*ACTIONS REQUISES*.
a – Répondez à ces questions sur l'entretien sur le néo-racisme, une réponse par ligne :
(i) Selon Didier Destouches, à quelle idée le racisme actuel fait-il plutôt référence, au lieu d'une hiérarchie entre les « races » ?
(ii) Quels sont les deux facteurs principaux qui semblent avoir exacerbé ce phénomène ?
(iii) Pour qui Didier Destouches dit-il écrire ?
b – Dans l'entretien sur le néo-racisme, reformulez sous forme de liste le paragraphe qui commence par « Le racisme a plongé récemment les États-Unis », en conservant ses faits principaux.
c – Poursuivez l'entretien sur le néo-racisme à partir de l'endroit où il s'arrête.

*BLOC DE TEXTE*.

□ □ □

Steve Gadet : Quelle est la différence avec le racisme qui s’est déjà exprimé en France et ce que tu appelles le néo-racisme1 ?

Didier Destouches : Le racisme que nous définirons comme l’expression d’un refus d’accorder dignité et respect à une personne en raison de sa couleur de peau, se manifeste actuellement dans la patrie de Voltaire sous de nouvelles formes et ne fait plus nécessairement référence à l’idée d’une hiérarchie entre les « races », mais plutôt à l’idée d’incompatibilité des cultures ethniques. Ce qui se manifeste est souvent un « racisme sans race », fondé sur l’affirmation que les différences communautaires sont irréductibles. Le racisme contemporain est plus insidieux, mais tout aussi délétère que le racisme traditionnel, puisque son but et ses effets sont les mêmes : il vise à expliquer et légitimer des comportements ou discours discriminatoires, et contribue à les alimenter.

Le racisme a plongé récemment les États-Unis dans une guerre civique entre noirs et blancs à la suite de violences policières racistes et de réactions stupéfiantes à ces évènements de la part du président Donald Trump. Le monde s’est alors enflammé à cause du racisme. En Europe et singulièrement en France, nous assistons à la montée d’une nouvelle forme décomplexée du racisme, de la xénophobie et de l’intolérance, plus particulièrement à l’égard des Afro-descendants, des migrants, des musulmans, des juifs et des roms. Au moins deux facteurs principaux semblent avoir exacerbé ce phénomène : d’une part, la crise économique de ces dernières années, débouchant sur une paupérisation anxiogène, et de l’autre, l’instabilité géopolitique dans certains pays d’Afrique du Nord et du Moyen-Orient, et les migrations qui en découlent. On doit y ajouter le contexte commun de concurrence mémorielle et de politisation excessive du phénomène identitaire contemporain.

S. G. : Qui étaient tes lecteurs imaginaires quand tu écrivais ce discours ? Les gens auxquels tu pensais…

D. D. : J’ai pensé à tout le monde en fait. J’écris pour mon peuple, il est vrai, mais aussi pour les oubliés des banlieues, les membres de la diaspora africaine, car ce sont eux qui sont en première ligne du vécu de ce racisme subtil. Mais je m’adresse à l’humanité, car elle doit guérir de ce cancer qui la ronge depuis toujours.

S. G. : En quoi Eric Zemmour est l’une des voix de ce néo-racisme ?

□ □ □

*Données enregistrées*.
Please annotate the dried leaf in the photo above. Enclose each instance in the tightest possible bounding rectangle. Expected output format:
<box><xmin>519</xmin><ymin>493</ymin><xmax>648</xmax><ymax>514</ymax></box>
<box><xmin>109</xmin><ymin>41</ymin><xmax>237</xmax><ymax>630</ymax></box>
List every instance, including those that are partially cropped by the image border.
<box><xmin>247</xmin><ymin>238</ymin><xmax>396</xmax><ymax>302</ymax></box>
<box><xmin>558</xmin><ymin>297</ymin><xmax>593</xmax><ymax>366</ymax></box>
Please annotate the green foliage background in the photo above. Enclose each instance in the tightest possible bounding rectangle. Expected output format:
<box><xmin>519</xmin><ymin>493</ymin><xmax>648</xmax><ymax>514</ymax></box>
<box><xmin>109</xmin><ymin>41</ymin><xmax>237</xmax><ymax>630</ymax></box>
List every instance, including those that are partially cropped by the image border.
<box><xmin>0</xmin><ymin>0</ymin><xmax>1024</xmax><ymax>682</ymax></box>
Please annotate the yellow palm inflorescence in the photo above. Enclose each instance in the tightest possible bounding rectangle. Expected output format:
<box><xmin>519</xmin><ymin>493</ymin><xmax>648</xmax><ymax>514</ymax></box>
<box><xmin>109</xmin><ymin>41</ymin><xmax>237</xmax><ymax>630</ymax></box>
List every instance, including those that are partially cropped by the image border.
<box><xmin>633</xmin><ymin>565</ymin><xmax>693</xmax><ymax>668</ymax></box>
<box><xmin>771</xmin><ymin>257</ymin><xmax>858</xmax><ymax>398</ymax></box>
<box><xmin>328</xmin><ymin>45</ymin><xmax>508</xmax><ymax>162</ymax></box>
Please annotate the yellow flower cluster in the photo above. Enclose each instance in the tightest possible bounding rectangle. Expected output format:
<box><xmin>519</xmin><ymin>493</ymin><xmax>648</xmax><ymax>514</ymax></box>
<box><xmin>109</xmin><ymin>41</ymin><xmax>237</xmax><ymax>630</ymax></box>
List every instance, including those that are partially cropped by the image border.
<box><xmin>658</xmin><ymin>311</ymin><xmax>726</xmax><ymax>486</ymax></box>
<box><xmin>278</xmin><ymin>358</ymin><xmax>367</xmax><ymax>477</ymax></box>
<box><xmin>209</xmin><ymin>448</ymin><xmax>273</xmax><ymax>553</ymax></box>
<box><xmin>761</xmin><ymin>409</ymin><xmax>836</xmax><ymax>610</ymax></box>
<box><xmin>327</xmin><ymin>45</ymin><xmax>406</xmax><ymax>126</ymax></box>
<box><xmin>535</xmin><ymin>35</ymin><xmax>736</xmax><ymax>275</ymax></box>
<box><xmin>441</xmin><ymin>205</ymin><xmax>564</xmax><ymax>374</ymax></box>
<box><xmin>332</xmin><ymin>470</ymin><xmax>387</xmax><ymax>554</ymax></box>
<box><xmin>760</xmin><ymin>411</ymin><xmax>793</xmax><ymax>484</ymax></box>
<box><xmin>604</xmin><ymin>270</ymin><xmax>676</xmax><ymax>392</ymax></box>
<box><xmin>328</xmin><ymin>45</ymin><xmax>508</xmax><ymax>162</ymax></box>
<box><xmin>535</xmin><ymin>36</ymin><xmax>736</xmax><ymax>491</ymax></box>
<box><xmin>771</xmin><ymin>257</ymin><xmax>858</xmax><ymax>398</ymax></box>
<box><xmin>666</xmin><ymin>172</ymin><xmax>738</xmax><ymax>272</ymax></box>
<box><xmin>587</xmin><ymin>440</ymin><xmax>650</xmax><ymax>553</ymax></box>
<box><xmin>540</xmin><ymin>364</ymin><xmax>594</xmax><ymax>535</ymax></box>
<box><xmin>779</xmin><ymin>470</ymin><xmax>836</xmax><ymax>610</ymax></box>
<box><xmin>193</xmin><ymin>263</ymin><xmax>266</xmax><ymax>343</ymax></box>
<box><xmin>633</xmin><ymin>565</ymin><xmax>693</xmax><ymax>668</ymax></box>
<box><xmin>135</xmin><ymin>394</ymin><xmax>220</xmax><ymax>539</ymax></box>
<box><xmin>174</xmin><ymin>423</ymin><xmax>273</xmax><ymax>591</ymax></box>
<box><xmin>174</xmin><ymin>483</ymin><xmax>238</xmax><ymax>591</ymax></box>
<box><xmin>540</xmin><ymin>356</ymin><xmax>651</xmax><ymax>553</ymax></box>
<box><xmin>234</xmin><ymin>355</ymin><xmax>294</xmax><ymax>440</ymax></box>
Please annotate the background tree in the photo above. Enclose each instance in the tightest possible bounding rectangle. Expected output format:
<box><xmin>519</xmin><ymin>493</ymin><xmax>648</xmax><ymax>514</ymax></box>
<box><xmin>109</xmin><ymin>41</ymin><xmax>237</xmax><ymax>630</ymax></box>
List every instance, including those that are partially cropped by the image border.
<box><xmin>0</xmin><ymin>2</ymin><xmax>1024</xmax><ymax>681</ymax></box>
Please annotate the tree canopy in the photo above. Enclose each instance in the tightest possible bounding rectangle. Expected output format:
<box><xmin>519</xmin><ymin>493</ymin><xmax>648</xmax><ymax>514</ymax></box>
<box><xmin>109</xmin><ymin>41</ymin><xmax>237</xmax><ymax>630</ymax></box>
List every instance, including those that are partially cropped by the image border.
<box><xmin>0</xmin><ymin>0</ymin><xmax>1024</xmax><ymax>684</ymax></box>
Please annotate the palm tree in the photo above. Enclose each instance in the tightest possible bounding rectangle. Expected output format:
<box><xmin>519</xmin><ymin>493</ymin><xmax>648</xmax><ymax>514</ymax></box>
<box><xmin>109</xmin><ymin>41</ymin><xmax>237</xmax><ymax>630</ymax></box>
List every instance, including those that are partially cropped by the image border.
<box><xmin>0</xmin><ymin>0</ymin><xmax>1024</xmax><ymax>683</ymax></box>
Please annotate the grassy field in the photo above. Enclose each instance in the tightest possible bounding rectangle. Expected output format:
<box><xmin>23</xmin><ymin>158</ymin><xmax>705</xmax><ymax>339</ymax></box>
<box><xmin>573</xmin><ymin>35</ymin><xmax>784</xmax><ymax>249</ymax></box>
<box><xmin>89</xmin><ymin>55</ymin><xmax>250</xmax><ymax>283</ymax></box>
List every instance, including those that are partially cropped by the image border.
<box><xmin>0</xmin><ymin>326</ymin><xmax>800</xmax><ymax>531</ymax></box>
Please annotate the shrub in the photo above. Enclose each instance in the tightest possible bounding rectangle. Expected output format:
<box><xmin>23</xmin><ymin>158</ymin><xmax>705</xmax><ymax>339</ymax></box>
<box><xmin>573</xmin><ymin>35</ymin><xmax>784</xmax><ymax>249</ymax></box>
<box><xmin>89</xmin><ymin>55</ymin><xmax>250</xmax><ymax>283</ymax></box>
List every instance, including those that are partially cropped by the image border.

□ □ □

*RÉPONSES RÉDIGÉES*.
a –
(i) À l'idée d'incompatibilité des cultures ethniques.
(ii) La crise économique de ces dernières années, qui débouche sur une paupérisation anxiogène, et l'instabilité géopolitique dans certains pays d'Afrique du Nord et du Moyen-Orient, avec les migrations qui en découlent.
(iii) Pour son peuple, pour les oubliés des banlieues et pour les membres de la diaspora africaine. Il dit aussi s'adresser à l'humanité.

b –
- Aux États-Unis, des violences policières racistes et les réactions stupéfiantes du président Donald Trump ont provoqué une guerre civique entre noirs et blancs, et le monde s'est enflammé.
- En Europe, et surtout en France, on assiste à la montée d'une forme décomplexée de racisme, de xénophobie et d'intolérance. Elle vise notamment les Afro-descendants, les migrants, les musulmans, les juifs et les roms.
- Deux facteurs principaux semblent l'avoir exacerbée : la crise économique et la paupérisation anxiogène qui en découle, puis l'instabilité géopolitique en Afrique du Nord et au Moyen-Orient, avec les migrations qu'elle entraîne.
- S'y ajoutent la concurrence mémorielle et une politisation excessive du phénomène identitaire.

c –
D. D. : En ce qu’il est un polémiste, homme de médias, candidat tribun de l’élection présidentielle de 2022, écrivain à succès et qui donc utilise toutes les ficelles et techniques de communication ainsi que les moyens mis à sa disposition depuis des années, pour distiller massivement la peur de l’étranger et la haine de l’autre par un racisme qui ne dit pas son nom. Le discours néo-conservateur et xénophobe dont Zemmour est le porte-parole médiatique, forme intellectuelle du racisme systémique, et pour lequel il a pourtant déjà été condamné par la justice, est de plus en plus répandu, notamment dans la sphère politique, mais aussi et surtout littéraire. Ce discours n’a rien à envier aux écrits de Gobineau au xixe siècle sur l’inégalité des races. Il est à l’œuvre sous la plume d’écrivains et chroniqueurs littéraires tels que Paul François Paoli ou Richard Miller. Il est à l’affût derrière les propos de philosophes comme Finkielkraut ou d’essayistes comme Barbara Lefebvre. Sur le fond, une redoutable intolérance se forme avec la crise de l’autorité dans la République, et la faute est souvent rejetée sur l’autre : celui qui est différent, qui certes n’est point inférieur, mais reste, de par sa culture, indésirable et nuisible dans la communauté nationale. Ce discours de Zemmour lui a permis d’être a plus de dix points dans les sondages d’intention de vote en France…

S. G. : Comment substituer le « dialogue honnête » à la cacophonie des mauvaises fois ? 

D. D. : En militant pour une réintroduction de l’éthique dans le débat public, en contrôlant les propos punis par la loi et qui pourtant prolifèrent sur les réseaux, en accentuant l’éducation des enfants sur les questions des droits et du respect de la dignité humaine. Il faut dépasser le stade de la sensibilisation !

S. G. : Est-ce que ce néo-racisme s’exprime aussi aux Antilles ? Si oui, comment ?

D. D. : Des insultes humiliantes à caractère raciste, il y en a aussi dans la France des Amériques, en archipel métissé, terre de créolité. « Sale nègre ! Fils de pute ! Esclave ! Fils de vieille négresse ! Les nègres ont toujours été des chiens, Makak ! Un petit nègre comme toi, ne peut pas faire peur, je vais te faire tuer, sale petit nègre ! ». Ce sont les propos d’un béké (un Guadeloupéen de naissance, de descendance européenne). Les Européens qui « débarquent » pour coloniser l’île de Guadeloupe au début du xviie siècle, commencent par massacrer les premiers habitants. C’est un génocide et il reste impuni. Puis ces Européens organisent à leur profit la traite négrière et l’esclavage. Cela va durer pas moins de trois siècles… Après l’abolition de l’esclavage en 1848, les colons, qui ont toujours besoin d’une main-d’œuvre, sinon servile, mais à bon marché, récupèrent du continent indien des « coolies », travailleurs indiens.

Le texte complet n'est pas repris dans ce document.